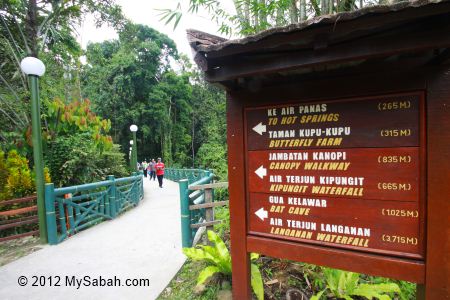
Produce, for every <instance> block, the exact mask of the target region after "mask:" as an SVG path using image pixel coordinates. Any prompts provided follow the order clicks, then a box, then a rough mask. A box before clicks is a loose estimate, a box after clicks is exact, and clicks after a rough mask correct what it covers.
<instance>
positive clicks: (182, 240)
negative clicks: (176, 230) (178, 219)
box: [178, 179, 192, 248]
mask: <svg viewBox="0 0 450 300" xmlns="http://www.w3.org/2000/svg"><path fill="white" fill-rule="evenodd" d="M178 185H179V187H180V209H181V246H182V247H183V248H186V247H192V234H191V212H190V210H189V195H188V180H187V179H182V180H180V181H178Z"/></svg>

* * *

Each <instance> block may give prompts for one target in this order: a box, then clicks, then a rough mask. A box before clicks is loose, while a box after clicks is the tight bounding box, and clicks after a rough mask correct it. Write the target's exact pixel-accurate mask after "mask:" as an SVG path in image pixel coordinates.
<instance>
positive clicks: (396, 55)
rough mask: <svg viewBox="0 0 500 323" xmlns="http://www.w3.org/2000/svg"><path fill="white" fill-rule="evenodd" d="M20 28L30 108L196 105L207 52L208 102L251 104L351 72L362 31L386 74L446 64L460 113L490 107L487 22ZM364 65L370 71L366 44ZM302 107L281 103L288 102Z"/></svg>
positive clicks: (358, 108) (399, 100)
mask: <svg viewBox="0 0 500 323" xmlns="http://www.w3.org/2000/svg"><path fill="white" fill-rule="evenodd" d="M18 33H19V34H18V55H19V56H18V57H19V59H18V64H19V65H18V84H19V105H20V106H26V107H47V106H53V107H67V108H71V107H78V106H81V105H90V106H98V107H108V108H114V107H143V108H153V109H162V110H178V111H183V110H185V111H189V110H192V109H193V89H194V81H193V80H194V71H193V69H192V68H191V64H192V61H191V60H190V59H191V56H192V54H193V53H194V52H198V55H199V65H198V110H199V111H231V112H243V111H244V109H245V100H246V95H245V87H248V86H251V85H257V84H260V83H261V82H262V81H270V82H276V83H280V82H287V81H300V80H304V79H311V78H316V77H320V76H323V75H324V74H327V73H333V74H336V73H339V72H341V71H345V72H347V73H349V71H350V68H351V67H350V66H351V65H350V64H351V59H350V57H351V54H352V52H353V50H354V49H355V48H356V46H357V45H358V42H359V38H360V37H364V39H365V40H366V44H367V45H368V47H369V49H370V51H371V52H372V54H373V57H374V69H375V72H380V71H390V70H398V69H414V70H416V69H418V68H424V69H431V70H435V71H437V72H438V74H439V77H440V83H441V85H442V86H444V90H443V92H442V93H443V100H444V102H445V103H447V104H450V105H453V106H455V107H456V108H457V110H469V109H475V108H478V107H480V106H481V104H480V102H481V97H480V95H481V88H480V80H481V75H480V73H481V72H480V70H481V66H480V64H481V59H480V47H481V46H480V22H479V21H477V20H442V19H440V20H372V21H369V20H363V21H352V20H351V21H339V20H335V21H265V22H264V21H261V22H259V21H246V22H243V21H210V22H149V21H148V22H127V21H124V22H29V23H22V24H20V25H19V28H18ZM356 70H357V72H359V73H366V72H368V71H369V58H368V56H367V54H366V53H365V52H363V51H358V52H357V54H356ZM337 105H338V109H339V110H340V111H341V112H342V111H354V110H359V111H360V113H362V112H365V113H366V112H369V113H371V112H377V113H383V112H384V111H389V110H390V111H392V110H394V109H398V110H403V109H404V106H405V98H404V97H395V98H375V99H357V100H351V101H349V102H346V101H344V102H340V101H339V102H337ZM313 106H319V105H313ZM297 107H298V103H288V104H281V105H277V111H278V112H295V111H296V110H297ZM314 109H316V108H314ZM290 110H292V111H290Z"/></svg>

**Task directions:** Convert the lines from the one containing "Each <instance> block" through the one containing "positive clicks: (358, 108) (399, 100)", inclusive, into a Markdown table with the columns Row and Line, omitting any blank lines.

**Task result:**
| Row | Line |
|---|---|
| 1 | Each <instance> block may give prompts for one target in this order: a box, then clicks, then a rough mask. A box before clicks is loose, while a box after clicks is the tight bounding box, and clicks after a rough mask correct it. Write the target's exact pixel-accurate mask after "mask:" as an SVG path in image pixel coordinates. |
| 2 | <instance> |
| 3 | positive clicks: (396, 55) |
| 4 | rough mask: <svg viewBox="0 0 500 323" xmlns="http://www.w3.org/2000/svg"><path fill="white" fill-rule="evenodd" d="M20 28L30 108L196 105L207 52L208 102L251 104L351 72L362 31L386 74L446 64L460 113L490 107L487 22ZM364 65L370 71L366 44ZM302 107L281 103L288 102Z"/></svg> |
| 5 | positive clicks: (358, 108) (399, 100) |